---- SOURCE DATA

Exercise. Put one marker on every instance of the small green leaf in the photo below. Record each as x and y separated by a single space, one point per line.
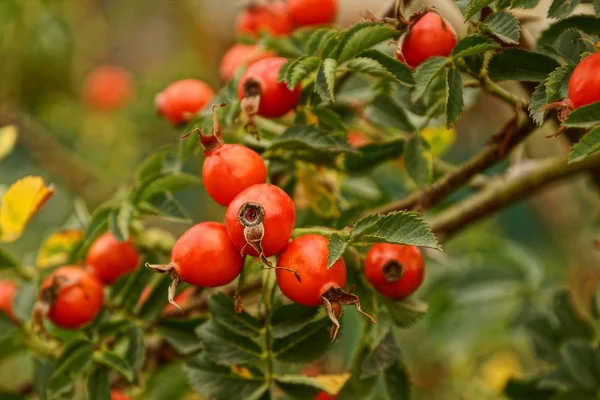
336 248
325 83
522 65
223 310
290 318
406 313
589 144
98 387
475 6
562 8
382 357
472 45
418 160
584 117
225 347
305 345
115 363
426 73
362 37
374 154
384 111
454 101
504 26
223 383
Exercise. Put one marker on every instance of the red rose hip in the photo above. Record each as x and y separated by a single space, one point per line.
394 270
110 259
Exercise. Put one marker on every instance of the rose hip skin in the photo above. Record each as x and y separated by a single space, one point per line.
229 169
307 255
276 99
394 270
272 18
110 259
76 297
241 55
584 84
430 36
179 101
278 222
312 12
204 256
8 290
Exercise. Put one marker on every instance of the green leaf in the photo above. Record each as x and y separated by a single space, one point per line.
336 248
562 8
538 100
74 358
472 45
227 348
171 183
584 117
308 143
425 74
557 83
305 345
325 83
181 334
579 359
7 260
223 310
291 318
589 144
223 383
98 387
475 6
115 363
299 387
362 37
406 313
572 325
504 26
383 356
384 111
454 101
119 221
522 65
397 382
418 160
374 154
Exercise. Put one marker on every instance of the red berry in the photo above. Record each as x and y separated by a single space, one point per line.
271 18
182 99
229 169
584 84
395 270
307 255
8 290
260 220
110 259
241 55
73 295
430 36
260 83
108 87
312 12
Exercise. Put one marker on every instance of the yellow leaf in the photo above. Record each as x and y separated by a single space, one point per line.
440 139
8 139
20 203
56 248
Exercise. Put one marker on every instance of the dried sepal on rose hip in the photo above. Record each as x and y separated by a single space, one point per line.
70 297
203 256
320 285
394 270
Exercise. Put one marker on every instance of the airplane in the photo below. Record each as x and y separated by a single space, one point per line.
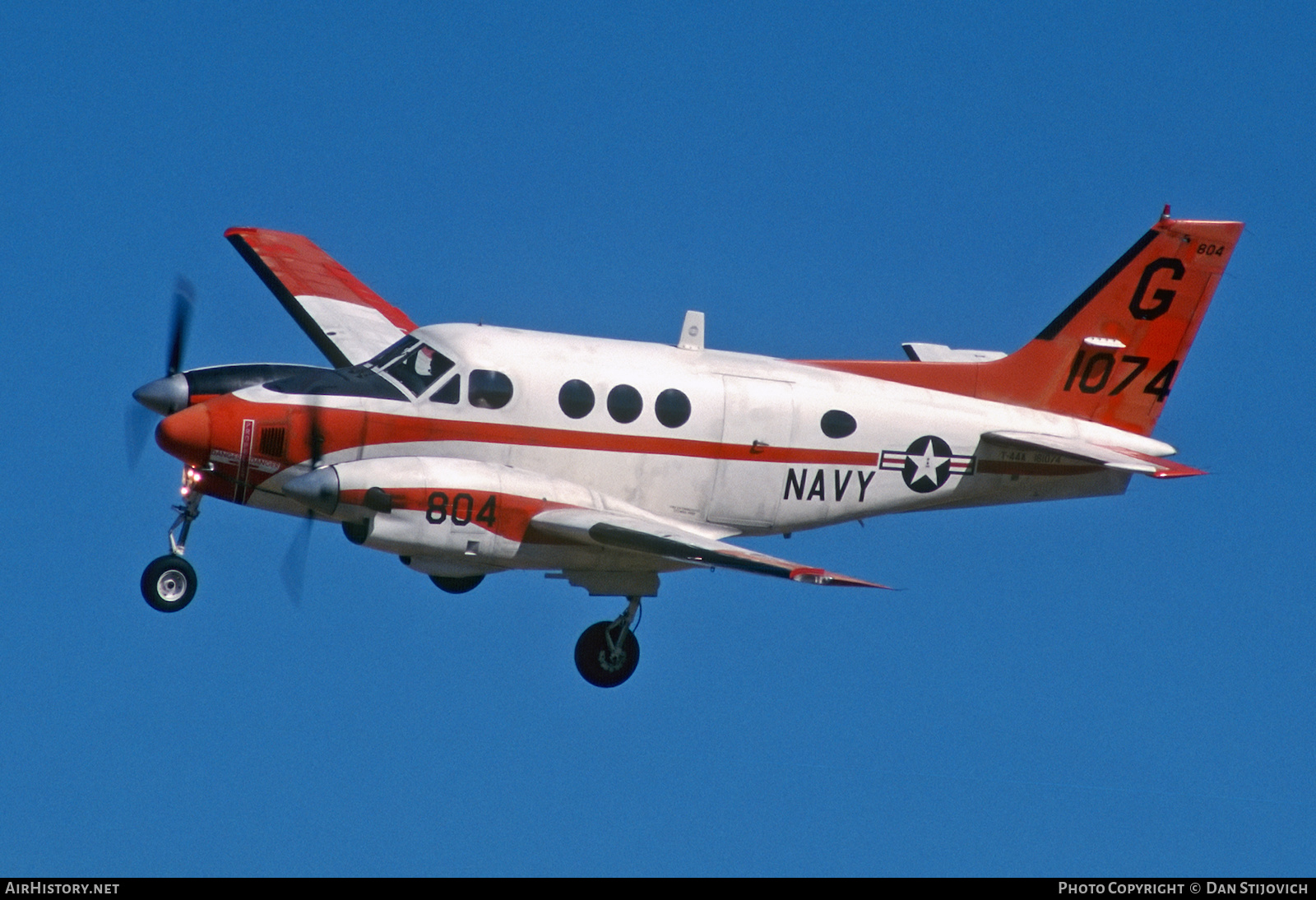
469 450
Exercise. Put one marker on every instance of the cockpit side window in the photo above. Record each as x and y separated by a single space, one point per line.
489 390
451 392
392 351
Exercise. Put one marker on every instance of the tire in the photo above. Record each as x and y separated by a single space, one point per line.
169 583
592 660
457 584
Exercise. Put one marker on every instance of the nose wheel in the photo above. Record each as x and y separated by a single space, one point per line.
169 583
607 653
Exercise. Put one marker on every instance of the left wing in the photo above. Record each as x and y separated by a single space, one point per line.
346 320
657 538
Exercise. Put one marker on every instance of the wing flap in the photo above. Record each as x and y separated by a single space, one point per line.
1119 458
656 538
346 320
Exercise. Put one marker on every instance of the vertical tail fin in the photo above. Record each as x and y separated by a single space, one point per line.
1112 355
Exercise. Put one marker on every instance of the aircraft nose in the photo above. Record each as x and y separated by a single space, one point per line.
188 434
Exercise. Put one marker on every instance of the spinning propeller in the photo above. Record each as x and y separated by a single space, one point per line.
164 395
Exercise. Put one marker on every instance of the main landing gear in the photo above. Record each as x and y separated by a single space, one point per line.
607 653
169 583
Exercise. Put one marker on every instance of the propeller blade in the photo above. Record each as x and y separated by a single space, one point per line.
294 568
184 299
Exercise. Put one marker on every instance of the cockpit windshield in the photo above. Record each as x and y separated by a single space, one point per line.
415 364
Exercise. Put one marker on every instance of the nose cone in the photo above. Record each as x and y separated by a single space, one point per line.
188 434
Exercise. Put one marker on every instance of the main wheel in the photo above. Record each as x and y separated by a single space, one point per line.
603 665
169 583
457 584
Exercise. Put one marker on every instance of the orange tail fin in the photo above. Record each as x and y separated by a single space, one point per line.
1114 355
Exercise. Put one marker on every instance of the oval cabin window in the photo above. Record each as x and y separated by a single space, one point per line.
837 424
577 399
673 408
625 404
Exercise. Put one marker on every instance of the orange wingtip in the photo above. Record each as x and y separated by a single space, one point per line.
822 577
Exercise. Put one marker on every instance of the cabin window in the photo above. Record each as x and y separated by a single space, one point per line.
837 424
625 404
451 392
577 399
673 408
489 390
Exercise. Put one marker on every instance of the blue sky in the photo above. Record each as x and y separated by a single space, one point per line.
1114 686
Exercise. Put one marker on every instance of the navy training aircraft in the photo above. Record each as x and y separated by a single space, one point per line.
467 450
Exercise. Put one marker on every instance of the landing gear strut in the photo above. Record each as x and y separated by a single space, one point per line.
607 653
169 583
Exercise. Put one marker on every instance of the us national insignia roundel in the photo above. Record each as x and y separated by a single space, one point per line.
927 463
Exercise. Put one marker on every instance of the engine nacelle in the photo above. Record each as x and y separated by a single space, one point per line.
467 512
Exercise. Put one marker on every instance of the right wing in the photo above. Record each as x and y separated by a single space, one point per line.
346 320
656 538
1110 457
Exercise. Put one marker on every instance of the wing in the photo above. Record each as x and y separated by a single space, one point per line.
1120 458
664 541
346 320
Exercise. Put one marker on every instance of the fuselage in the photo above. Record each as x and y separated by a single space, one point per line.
723 441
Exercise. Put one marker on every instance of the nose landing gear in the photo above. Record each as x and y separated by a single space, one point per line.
169 582
607 653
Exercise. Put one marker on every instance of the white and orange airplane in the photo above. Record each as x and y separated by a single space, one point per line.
469 450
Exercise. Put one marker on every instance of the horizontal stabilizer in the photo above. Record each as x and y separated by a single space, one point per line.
941 353
1119 458
656 538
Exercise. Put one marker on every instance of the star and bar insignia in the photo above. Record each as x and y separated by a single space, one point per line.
927 463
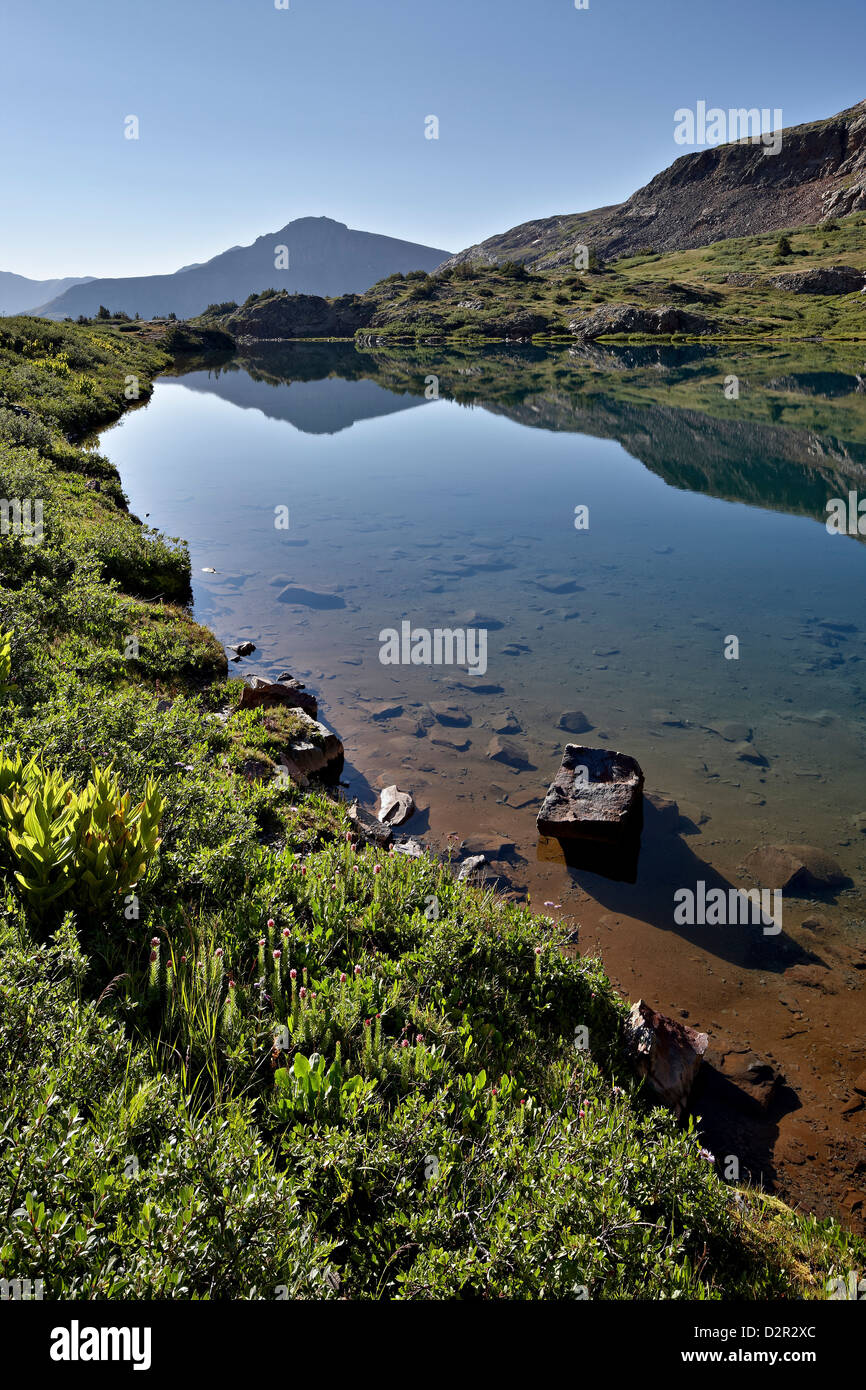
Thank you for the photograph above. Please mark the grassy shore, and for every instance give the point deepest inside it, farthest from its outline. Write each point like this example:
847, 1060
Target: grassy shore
740, 291
262, 1059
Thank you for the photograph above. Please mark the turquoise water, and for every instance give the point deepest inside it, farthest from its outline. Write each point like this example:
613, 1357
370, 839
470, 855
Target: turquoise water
448, 513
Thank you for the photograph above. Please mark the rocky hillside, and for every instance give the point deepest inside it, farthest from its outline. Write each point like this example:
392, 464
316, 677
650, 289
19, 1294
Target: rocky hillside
715, 193
314, 255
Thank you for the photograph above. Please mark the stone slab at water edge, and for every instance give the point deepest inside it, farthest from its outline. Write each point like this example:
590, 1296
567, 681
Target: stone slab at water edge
597, 794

--------

Look over the listing. Pull out every line with the string "Thank" in it.

ANSWER TO THIS TASK —
Thank you for the photograph above. Please mark the grassy shore, and for every instance give the point deepest inside it, farthest from its outline. Write each point like this example:
Thank you for the photograph above. Please mark the turquoise water, and for every instance give the point deepest inside it, farthest from its outline. Write each point like this example:
Thank you for the photograph above. Please mark the rocky hillside, and for every instance give the point deepest inside it, farthest from its outline. Write each point like this example:
Thank you for the photograph above. Please mark the stone slab at water edge, and for every instance give the point deepest inside it, farthest from its outline. Write each point like this example:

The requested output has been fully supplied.